Task to carry out: A single number is needed: how many lines of the data below contain "roof".

[Items from a data source]
........

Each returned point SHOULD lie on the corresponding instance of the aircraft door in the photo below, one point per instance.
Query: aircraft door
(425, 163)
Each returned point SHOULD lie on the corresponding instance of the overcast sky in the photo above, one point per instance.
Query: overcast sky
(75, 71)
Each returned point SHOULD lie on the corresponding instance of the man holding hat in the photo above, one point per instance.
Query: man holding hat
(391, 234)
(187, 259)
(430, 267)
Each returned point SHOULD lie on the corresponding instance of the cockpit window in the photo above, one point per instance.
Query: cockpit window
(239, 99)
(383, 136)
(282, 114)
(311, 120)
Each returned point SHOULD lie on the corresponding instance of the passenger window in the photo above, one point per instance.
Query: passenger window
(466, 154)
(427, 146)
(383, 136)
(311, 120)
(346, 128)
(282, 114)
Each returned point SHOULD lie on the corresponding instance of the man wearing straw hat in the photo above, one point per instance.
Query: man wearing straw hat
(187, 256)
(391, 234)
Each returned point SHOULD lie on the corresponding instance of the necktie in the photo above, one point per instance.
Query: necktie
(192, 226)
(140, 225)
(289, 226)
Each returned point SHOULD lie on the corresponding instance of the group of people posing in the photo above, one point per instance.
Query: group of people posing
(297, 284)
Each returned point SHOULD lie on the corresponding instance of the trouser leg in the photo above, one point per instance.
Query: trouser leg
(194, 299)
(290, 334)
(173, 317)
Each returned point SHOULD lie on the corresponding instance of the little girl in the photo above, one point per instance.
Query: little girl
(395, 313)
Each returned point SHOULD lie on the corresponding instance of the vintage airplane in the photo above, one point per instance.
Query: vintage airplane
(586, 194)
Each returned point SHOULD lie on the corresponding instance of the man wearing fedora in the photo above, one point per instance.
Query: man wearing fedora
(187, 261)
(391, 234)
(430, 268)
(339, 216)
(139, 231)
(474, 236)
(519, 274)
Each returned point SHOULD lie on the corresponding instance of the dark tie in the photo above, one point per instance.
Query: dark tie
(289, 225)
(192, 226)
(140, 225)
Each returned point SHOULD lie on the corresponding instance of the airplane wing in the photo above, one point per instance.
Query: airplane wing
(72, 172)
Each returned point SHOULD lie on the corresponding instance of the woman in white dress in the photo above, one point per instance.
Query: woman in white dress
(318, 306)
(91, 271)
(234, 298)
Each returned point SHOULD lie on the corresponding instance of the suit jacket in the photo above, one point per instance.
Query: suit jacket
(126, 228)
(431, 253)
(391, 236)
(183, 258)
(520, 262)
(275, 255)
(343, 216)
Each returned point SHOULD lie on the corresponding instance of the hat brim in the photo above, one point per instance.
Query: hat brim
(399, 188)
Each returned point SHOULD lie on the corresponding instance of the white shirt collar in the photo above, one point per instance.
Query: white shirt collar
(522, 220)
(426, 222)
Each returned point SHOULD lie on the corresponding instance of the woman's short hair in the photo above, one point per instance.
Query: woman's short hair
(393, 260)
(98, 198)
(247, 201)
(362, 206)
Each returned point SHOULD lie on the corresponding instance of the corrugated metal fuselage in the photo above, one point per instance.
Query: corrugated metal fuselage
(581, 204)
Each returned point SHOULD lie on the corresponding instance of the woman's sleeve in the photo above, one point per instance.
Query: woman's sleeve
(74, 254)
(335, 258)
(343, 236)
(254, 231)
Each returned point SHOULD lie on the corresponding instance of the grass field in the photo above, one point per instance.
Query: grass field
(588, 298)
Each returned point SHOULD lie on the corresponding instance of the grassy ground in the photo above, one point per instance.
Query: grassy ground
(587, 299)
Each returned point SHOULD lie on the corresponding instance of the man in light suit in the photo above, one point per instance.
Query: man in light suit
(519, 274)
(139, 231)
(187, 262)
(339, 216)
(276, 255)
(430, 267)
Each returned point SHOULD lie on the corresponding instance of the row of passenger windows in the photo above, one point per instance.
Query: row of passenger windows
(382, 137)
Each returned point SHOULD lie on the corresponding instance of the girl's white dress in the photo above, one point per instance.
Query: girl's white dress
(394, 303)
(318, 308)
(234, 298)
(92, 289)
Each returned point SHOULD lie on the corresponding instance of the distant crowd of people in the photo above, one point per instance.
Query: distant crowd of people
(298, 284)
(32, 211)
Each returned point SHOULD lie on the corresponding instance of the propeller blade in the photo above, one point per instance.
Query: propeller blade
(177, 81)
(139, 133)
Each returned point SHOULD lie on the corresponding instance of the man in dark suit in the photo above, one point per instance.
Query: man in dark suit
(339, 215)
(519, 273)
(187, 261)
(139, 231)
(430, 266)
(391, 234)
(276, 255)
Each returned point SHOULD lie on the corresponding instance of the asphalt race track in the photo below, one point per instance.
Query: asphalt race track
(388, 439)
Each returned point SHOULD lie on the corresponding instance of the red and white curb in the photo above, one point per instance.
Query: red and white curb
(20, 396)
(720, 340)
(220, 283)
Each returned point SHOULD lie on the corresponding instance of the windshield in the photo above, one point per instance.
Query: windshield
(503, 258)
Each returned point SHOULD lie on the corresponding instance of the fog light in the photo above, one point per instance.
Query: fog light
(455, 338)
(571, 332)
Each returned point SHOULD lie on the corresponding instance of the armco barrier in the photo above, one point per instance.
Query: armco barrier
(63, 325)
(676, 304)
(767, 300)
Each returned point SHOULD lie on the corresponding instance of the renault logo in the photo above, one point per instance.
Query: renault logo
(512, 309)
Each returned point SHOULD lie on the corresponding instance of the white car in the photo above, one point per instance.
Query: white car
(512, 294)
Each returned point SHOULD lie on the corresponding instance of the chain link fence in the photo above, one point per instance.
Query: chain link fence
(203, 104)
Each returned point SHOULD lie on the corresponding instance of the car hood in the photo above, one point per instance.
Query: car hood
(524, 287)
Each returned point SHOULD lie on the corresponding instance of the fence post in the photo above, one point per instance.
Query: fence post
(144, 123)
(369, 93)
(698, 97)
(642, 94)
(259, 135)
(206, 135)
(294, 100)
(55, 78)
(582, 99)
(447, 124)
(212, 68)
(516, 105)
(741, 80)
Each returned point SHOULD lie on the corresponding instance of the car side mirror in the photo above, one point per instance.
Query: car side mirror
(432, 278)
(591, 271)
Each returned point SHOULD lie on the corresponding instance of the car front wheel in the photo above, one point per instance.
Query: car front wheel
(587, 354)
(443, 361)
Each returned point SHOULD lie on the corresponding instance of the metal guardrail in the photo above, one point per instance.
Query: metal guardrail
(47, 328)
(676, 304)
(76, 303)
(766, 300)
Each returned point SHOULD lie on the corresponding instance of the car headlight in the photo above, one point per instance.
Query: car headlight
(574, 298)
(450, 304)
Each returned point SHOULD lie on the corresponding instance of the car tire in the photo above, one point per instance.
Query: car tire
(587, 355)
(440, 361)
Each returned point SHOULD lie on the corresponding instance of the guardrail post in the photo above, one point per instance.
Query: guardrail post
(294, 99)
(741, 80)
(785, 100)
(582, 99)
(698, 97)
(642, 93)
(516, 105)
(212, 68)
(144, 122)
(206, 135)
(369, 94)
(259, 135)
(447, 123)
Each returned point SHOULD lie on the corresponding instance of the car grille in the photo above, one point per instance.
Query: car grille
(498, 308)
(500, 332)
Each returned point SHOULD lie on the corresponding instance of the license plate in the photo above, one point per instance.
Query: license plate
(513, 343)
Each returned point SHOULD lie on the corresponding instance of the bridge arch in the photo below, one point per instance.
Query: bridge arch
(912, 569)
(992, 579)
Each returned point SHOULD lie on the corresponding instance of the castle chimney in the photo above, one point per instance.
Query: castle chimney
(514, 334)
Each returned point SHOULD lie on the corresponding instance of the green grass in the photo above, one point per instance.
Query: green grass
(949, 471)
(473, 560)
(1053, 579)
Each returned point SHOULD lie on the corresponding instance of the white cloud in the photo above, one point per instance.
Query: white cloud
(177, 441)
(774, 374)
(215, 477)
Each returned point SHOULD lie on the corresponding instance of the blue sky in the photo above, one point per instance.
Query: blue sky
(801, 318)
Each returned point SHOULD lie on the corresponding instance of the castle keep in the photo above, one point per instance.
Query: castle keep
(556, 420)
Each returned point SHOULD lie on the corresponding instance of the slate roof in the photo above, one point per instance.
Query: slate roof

........

Answer space: 2